What to work on:
Transcribe the line containing "ok lemme think... I need the box for the white wall" and every line after it, exactly, through the end of the records.

Source records
%%
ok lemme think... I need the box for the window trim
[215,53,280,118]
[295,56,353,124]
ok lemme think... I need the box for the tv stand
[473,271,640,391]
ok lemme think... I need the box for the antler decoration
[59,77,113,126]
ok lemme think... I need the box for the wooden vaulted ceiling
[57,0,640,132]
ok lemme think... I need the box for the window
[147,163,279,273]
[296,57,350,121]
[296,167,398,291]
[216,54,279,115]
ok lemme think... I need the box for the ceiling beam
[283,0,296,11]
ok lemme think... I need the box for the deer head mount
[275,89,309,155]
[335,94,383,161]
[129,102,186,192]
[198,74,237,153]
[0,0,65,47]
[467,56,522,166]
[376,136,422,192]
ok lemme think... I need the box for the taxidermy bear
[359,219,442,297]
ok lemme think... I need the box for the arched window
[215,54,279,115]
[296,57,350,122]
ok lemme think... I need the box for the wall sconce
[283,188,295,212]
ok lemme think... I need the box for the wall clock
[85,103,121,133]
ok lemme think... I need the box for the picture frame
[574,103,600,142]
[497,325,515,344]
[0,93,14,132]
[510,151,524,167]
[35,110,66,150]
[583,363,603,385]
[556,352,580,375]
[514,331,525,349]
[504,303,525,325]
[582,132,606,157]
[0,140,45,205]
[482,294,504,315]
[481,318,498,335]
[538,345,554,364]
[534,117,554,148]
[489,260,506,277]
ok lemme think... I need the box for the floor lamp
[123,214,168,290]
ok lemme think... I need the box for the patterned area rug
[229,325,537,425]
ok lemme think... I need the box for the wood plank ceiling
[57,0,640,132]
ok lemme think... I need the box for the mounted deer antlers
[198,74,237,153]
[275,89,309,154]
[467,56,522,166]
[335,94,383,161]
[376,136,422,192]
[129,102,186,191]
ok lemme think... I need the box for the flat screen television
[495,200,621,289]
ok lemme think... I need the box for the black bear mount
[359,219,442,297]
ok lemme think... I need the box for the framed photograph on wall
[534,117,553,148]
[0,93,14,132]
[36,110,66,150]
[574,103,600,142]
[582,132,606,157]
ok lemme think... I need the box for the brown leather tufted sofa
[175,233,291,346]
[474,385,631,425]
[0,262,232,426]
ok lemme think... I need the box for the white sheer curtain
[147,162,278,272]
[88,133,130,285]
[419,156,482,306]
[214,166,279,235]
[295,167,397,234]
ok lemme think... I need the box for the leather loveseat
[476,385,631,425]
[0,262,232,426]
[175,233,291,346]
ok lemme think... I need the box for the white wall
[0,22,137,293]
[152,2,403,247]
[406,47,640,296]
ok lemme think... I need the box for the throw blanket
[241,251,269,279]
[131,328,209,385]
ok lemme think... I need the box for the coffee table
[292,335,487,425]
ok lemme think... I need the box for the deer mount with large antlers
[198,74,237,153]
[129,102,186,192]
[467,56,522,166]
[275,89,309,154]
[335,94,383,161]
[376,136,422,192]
%%
Solved exercise:
ok lemme think... I need the box for the white wall
[0,22,137,293]
[152,2,403,247]
[406,47,640,296]
ok lemme think... I need the box for the throw blanket
[241,251,269,279]
[131,328,209,385]
ok lemme think... I need the box for the coffee table
[292,335,487,425]
ok lemme think... I need the box for the deer mount with large antlers
[198,74,237,153]
[129,102,186,192]
[467,56,522,166]
[275,89,309,154]
[335,94,383,161]
[376,136,422,192]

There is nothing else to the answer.